- STORED DATA:
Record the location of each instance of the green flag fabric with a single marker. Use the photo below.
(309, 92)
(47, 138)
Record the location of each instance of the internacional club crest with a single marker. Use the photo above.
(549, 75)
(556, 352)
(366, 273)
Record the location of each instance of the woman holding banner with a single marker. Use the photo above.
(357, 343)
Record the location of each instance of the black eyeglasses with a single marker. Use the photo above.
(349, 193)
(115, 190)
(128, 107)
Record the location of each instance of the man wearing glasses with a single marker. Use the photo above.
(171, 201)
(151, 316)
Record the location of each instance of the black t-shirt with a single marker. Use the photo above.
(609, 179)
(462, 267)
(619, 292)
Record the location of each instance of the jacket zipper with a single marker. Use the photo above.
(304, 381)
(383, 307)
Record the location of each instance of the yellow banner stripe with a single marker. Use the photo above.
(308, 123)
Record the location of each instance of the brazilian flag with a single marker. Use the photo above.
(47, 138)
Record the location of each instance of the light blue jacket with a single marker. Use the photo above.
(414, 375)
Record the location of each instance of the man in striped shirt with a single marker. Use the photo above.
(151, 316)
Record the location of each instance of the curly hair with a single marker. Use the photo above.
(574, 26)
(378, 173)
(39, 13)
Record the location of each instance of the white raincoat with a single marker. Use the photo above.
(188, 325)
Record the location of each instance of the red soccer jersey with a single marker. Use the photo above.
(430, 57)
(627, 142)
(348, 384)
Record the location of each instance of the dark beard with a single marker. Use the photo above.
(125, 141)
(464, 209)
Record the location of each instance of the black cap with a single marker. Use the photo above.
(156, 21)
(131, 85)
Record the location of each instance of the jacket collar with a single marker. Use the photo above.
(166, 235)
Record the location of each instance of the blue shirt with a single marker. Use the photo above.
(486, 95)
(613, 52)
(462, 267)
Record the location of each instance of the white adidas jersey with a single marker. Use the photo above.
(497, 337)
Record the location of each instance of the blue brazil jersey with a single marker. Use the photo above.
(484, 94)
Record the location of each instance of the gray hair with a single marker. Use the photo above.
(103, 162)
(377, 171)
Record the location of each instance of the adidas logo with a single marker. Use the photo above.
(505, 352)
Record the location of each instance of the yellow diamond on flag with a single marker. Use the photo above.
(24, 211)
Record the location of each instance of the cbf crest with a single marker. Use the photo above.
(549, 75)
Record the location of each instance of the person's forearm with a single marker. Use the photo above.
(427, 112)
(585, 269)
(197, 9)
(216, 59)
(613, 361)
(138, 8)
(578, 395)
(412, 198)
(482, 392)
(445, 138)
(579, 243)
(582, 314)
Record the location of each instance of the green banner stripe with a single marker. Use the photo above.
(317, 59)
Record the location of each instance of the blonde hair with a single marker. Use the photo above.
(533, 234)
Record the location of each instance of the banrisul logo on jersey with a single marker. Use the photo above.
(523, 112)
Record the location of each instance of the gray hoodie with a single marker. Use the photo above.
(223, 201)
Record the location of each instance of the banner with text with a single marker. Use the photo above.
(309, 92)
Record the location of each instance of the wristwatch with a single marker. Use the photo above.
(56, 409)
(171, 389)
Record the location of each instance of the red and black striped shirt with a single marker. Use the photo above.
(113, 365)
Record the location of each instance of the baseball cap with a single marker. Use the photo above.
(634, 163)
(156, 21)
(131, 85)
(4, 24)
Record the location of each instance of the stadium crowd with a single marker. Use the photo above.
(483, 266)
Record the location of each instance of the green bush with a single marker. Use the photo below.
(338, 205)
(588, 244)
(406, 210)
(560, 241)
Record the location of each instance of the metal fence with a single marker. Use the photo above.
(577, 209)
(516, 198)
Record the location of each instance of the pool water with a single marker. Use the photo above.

- PROBLEM TO SOLVE: Output the line containing "Record the location of each instance of the stadium" together with all later lines of the entries, exactly as written, through the final line.

- RESPONSE BOX:
Record the location of each instance of the stadium crowd with a single marker. Use the photo above.
(483, 266)
Record the location of each instance of the green bush with a single marker. Use the photo below.
(338, 205)
(588, 244)
(406, 210)
(560, 241)
Record the location of each instance of the metal fence with a single marker. Use the photo above.
(577, 209)
(516, 198)
Record the location of each instance of the pool water with a single marker. Use the photo above.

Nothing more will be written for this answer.